Extract
* * * * * * *
COLUMBUS, Ohio -- A sensor that measures the kinetic energy of falling raindrops may one day warn farmers about outbreaks of crop diseases, according to researchers at Ohio State University.
Laurence Madden, a professor of plant pathology, and his students at the Ohio Agricultural Research and Development Center (OARDC) in Wooster, Ohio, are field-testing a commercial sensor they helped develop to measure the energy of raindrops.
Early results show that the sensor could help explain how rain spreads the fungal spores that cause some crop diseases. One day, weather stations in disease-prone areas may be able to use the sensor to forecast possible outbreaks. This work appeared in a recent issue of the journal Phytopathology.
Madden said that farmers have no way of knowing whether a particular rain shower is the kind that will spread water-borne plant pathogens such as disease-causing fungi.
“With no forecast system to warn of outbreaks, growers have to spray anti-fungal pesticides regularly just to play it safe,so they waste a lot of pesticide,” said Madden. “If we could determine whether conditions were favorable for the spread of plant pathogens, growers could make informed decisions on when to use chemicals.”
* * * * * * *
Data for analysis

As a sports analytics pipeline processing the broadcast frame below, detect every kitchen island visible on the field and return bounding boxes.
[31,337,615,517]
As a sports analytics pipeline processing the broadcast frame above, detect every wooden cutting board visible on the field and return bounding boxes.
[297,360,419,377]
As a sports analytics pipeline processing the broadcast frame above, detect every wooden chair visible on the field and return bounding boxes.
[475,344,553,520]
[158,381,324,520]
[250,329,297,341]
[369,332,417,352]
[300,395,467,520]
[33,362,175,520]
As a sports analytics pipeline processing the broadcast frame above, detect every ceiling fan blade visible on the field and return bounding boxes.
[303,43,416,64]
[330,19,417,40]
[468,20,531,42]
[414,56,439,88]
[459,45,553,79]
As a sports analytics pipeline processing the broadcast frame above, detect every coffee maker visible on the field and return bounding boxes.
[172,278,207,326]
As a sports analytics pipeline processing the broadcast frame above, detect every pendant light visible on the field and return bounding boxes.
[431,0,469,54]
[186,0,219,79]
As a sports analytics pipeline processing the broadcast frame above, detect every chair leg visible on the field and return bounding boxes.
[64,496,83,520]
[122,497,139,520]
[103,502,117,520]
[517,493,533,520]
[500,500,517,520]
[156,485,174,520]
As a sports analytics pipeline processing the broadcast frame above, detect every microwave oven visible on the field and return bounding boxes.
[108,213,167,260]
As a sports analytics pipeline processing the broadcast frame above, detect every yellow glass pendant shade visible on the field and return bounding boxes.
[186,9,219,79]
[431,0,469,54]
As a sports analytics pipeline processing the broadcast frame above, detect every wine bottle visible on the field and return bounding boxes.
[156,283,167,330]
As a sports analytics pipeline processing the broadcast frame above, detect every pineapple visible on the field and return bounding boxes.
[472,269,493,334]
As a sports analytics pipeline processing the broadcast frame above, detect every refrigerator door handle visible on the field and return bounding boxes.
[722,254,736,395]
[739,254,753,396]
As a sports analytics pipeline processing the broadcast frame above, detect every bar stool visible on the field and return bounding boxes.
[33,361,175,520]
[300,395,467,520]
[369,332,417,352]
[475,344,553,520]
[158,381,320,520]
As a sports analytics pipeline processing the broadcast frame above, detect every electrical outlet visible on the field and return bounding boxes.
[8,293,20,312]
* * * * * * *
Parts of the exercise
1) Decide whether each statement below agrees with the raindrop sensor article. Answer yes or no for each, and quote the words of the article that decide it.
(a) The sensor measures the kinetic energy of falling raindrops.
(b) The work appeared in the journal Plant Disease.
(c) According to Madden, growers already have a forecast system that warns them of outbreaks.
2) Update the raindrop sensor article starting with "Early results show" and going on through "as disease-causing fungi.", replacing "sensor" with "device" throughout.
3) According to the raindrop sensor article, in what town is the Ohio Agricultural Research and Development Center located?

Solutions
1)
(a) Yes: "A sensor that measures the kinetic energy of falling raindrops"
(b) No: "This work appeared in a recent issue of the journal Phytopathology."
(c) No: "With no forecast system to warn of outbreaks"

2)
Early results show that the device could help explain how rain spreads the fungal spores that cause some crop diseases. One day, weather stations in disease-prone areas may be able to use the device to forecast possible outbreaks. This work appeared in a recent issue of the journal Phytopathology.
Madden said that farmers have no way of knowing whether a particular rain shower is the kind that will spread water-borne plant pathogens such as disease-causing fungi.

3) Wooster, Ohio.